### [WHAT YOU HAVE TO DO]
Replace "dark blue shorts" with "navy shorts" in the rows from the line holding "point: concrete wall" through the end of the rows, both ends included. Give back only those lines, with nothing else changed.

-------- DATASET RECORDS --------

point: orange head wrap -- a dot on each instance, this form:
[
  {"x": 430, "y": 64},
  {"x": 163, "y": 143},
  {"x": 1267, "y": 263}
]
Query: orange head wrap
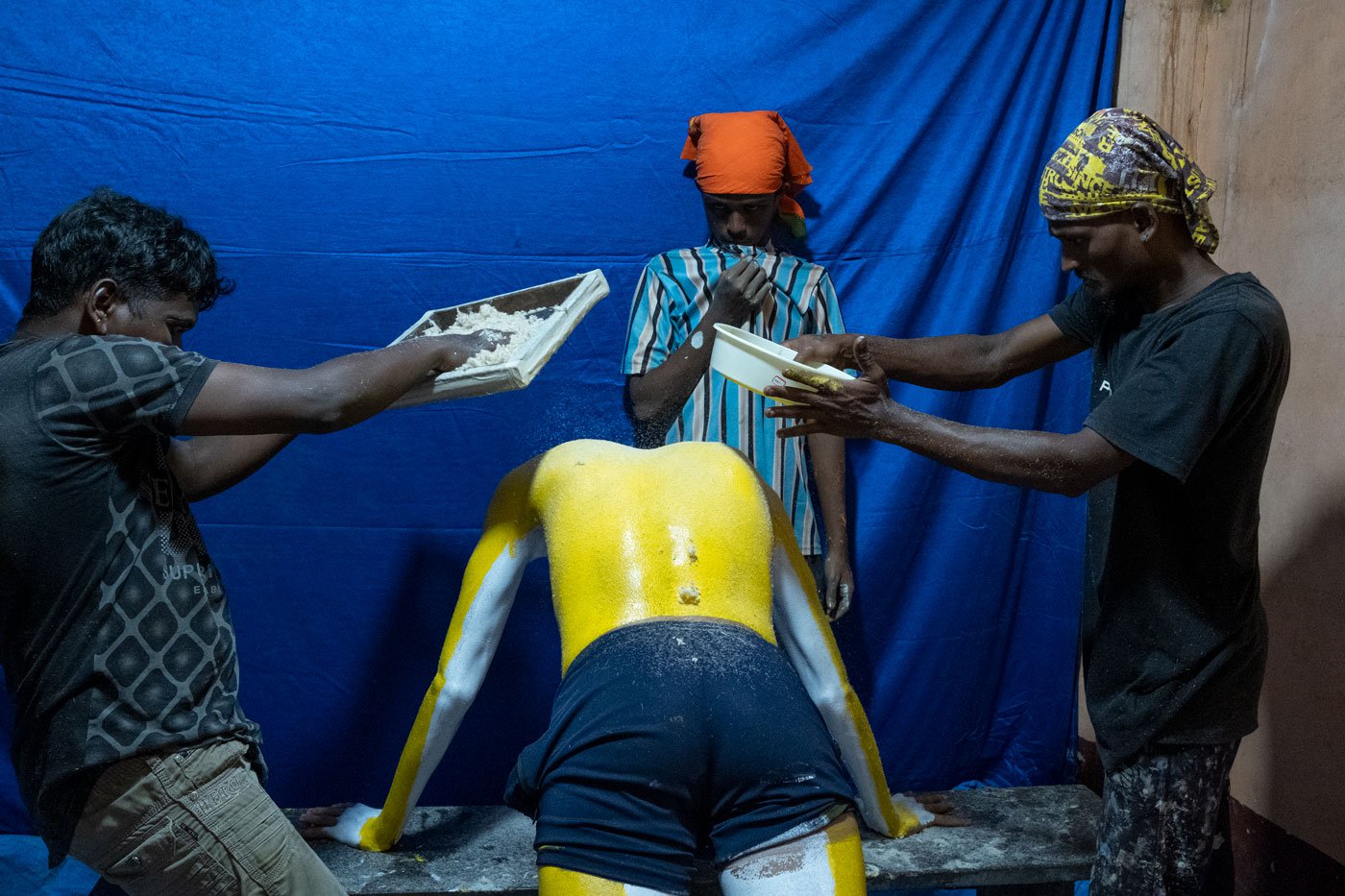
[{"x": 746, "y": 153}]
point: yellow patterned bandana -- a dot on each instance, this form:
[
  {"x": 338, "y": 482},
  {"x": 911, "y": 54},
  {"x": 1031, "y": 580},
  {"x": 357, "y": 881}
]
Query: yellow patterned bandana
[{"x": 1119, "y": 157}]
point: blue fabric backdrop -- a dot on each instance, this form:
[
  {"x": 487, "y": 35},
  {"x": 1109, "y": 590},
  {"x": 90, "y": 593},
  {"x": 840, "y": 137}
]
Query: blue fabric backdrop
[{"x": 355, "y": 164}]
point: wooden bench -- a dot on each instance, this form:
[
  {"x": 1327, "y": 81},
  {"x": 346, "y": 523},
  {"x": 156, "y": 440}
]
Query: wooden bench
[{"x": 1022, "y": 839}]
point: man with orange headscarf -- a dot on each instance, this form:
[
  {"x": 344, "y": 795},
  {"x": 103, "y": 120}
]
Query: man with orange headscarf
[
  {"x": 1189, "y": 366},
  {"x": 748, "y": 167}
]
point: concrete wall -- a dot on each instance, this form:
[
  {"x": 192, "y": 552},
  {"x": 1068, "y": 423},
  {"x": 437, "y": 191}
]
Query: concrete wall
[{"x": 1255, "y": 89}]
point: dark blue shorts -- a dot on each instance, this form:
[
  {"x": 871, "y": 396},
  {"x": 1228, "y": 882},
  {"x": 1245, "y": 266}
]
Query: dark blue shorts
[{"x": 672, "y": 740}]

--------

### [RESPONSE]
point: concrete wall -- a dot on each instance, this form:
[
  {"x": 192, "y": 552},
  {"x": 1068, "y": 423},
  {"x": 437, "y": 191}
]
Query: concrete wall
[{"x": 1255, "y": 89}]
point: navy shorts -- a dot on each instance, this form:
[
  {"x": 871, "y": 396},
  {"x": 1228, "y": 882},
  {"x": 1245, "y": 266}
]
Query: navy shorts
[{"x": 672, "y": 740}]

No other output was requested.